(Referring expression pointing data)
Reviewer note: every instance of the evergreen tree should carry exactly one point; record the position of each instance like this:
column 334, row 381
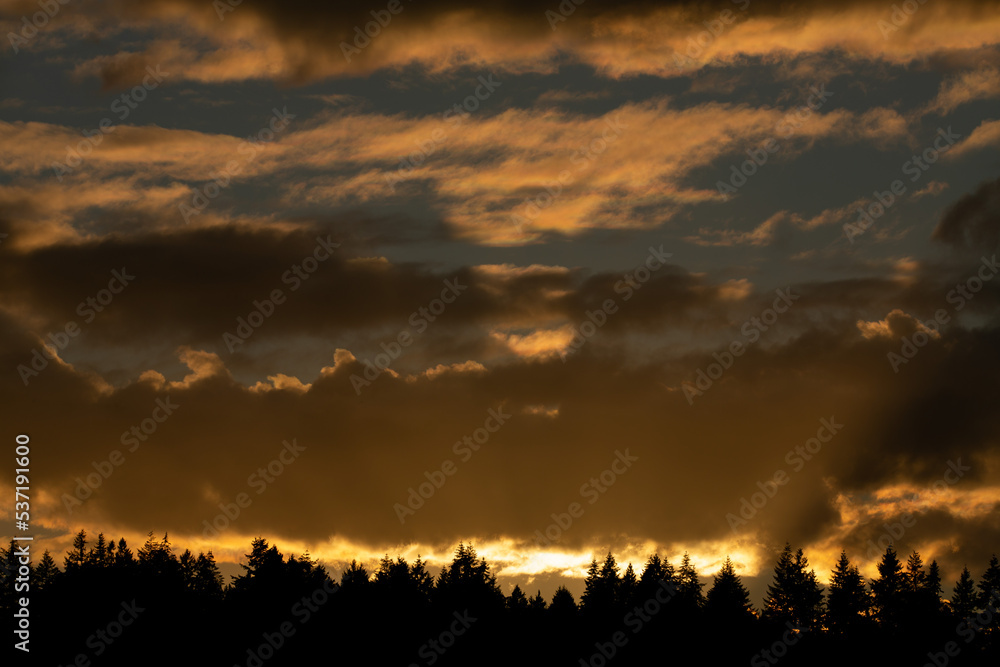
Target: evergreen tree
column 915, row 577
column 965, row 600
column 517, row 601
column 207, row 578
column 728, row 600
column 688, row 585
column 355, row 578
column 627, row 587
column 46, row 574
column 537, row 603
column 78, row 558
column 563, row 605
column 888, row 591
column 600, row 591
column 795, row 595
column 989, row 593
column 124, row 560
column 989, row 585
column 848, row 602
column 468, row 579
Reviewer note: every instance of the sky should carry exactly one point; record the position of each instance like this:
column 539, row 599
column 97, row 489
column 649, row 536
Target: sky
column 551, row 278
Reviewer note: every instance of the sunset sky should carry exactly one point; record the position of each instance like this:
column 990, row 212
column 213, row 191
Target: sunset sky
column 501, row 248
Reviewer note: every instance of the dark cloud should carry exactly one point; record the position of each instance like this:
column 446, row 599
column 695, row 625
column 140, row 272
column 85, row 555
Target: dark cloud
column 974, row 220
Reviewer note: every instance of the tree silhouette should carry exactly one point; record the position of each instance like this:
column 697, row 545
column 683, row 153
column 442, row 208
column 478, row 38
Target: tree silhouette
column 795, row 595
column 965, row 599
column 889, row 591
column 185, row 596
column 848, row 602
column 728, row 600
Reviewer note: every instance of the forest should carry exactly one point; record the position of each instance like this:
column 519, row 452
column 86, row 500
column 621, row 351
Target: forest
column 109, row 606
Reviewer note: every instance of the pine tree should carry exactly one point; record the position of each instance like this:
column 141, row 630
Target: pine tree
column 124, row 560
column 207, row 578
column 965, row 600
column 77, row 559
column 795, row 595
column 46, row 574
column 563, row 605
column 517, row 602
column 888, row 590
column 728, row 600
column 627, row 587
column 848, row 601
column 689, row 586
column 355, row 578
column 915, row 576
column 779, row 605
column 989, row 592
column 601, row 587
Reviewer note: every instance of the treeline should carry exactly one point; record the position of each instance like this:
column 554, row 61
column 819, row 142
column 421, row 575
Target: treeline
column 108, row 606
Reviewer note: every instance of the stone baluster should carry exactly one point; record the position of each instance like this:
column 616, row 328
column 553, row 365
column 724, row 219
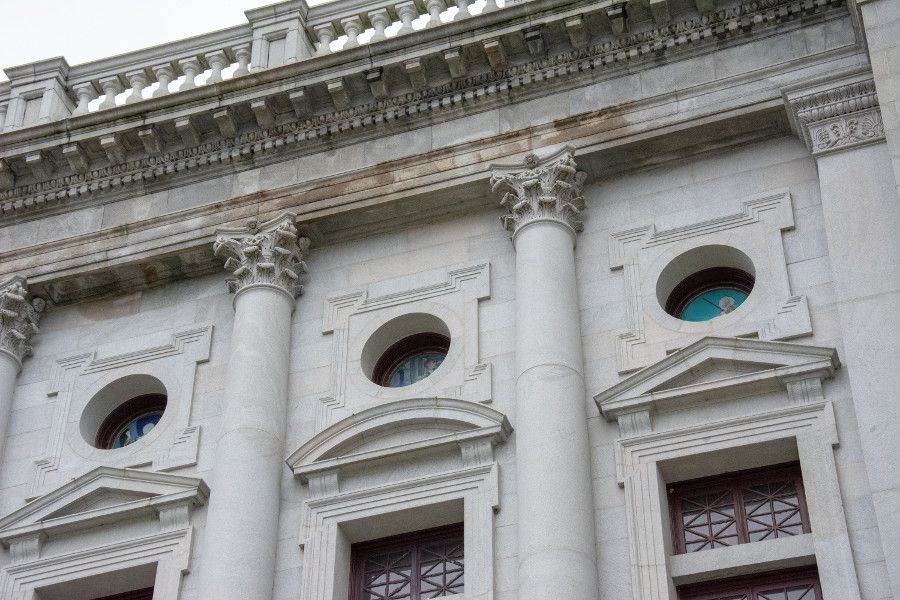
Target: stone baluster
column 191, row 68
column 19, row 316
column 381, row 20
column 325, row 34
column 217, row 62
column 557, row 555
column 85, row 92
column 138, row 81
column 242, row 53
column 352, row 27
column 242, row 529
column 408, row 13
column 164, row 75
column 435, row 8
column 111, row 87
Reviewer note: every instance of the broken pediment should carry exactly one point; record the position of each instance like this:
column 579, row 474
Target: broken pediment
column 396, row 428
column 716, row 366
column 101, row 496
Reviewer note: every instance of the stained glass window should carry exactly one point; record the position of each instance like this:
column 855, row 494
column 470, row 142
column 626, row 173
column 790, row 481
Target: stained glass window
column 418, row 566
column 739, row 508
column 800, row 584
column 411, row 360
column 131, row 421
column 709, row 293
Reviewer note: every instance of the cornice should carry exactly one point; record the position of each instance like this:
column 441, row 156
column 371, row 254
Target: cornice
column 837, row 114
column 535, row 76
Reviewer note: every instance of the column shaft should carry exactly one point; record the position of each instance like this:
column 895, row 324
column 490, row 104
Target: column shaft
column 242, row 523
column 557, row 555
column 557, row 547
column 241, row 537
column 862, row 218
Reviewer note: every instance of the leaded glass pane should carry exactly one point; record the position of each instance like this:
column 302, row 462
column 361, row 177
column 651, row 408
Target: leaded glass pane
column 773, row 510
column 708, row 521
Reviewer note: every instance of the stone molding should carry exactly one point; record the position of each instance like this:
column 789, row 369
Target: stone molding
column 19, row 316
column 648, row 450
column 266, row 254
column 450, row 294
column 773, row 311
column 364, row 504
column 547, row 189
column 76, row 378
column 625, row 51
column 103, row 496
column 843, row 116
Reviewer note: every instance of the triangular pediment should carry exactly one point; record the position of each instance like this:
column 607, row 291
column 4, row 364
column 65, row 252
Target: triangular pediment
column 395, row 428
column 104, row 494
column 715, row 366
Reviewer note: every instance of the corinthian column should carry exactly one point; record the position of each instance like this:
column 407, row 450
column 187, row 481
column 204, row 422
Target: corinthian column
column 19, row 315
column 557, row 556
column 242, row 523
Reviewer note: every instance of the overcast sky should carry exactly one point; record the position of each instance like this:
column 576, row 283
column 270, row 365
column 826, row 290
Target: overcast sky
column 32, row 30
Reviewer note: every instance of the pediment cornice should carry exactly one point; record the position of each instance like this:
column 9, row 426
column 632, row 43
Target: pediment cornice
column 63, row 509
column 337, row 447
column 753, row 365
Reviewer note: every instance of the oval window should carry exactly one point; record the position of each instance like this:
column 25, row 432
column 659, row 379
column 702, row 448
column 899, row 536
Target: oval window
column 411, row 360
column 131, row 421
column 709, row 293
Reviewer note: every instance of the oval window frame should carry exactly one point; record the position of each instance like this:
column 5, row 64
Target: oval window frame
column 404, row 349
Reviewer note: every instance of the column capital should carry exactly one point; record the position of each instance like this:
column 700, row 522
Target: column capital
column 19, row 316
column 546, row 189
column 836, row 115
column 266, row 254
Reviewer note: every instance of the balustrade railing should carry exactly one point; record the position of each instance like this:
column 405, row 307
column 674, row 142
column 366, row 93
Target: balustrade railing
column 225, row 54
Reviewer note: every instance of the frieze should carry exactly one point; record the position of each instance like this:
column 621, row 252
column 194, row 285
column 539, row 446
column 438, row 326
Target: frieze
column 647, row 46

Exercise description – For the lines above, output exactly those from the line containing "column 697, row 545" through the line containing "Reviewer note: every instance of the stone baluster", and skip the others.

Task result –
column 697, row 545
column 683, row 153
column 442, row 208
column 478, row 38
Target: tree silhouette
column 795, row 595
column 965, row 599
column 889, row 591
column 185, row 596
column 848, row 602
column 728, row 600
Reviewer note: every instance of the forest should carry exactly one point; record the position of each instance like this:
column 519, row 452
column 86, row 500
column 621, row 351
Target: forest
column 109, row 606
Reviewer note: every instance of the pine tree should carry exactly one point; record the position of each instance like this:
column 141, row 630
Target: pine tree
column 124, row 560
column 207, row 578
column 965, row 600
column 77, row 559
column 795, row 595
column 46, row 574
column 563, row 605
column 517, row 602
column 888, row 590
column 728, row 600
column 627, row 587
column 848, row 601
column 689, row 586
column 355, row 578
column 915, row 576
column 779, row 605
column 989, row 592
column 601, row 587
Reviewer note: every instance of the treeline should carry exactly one point; record the position of each instance like this:
column 554, row 61
column 819, row 142
column 421, row 575
Target: treeline
column 108, row 606
Reviewer note: every instance of the stone baluster should carry exactly one point; record the position of each instance like this:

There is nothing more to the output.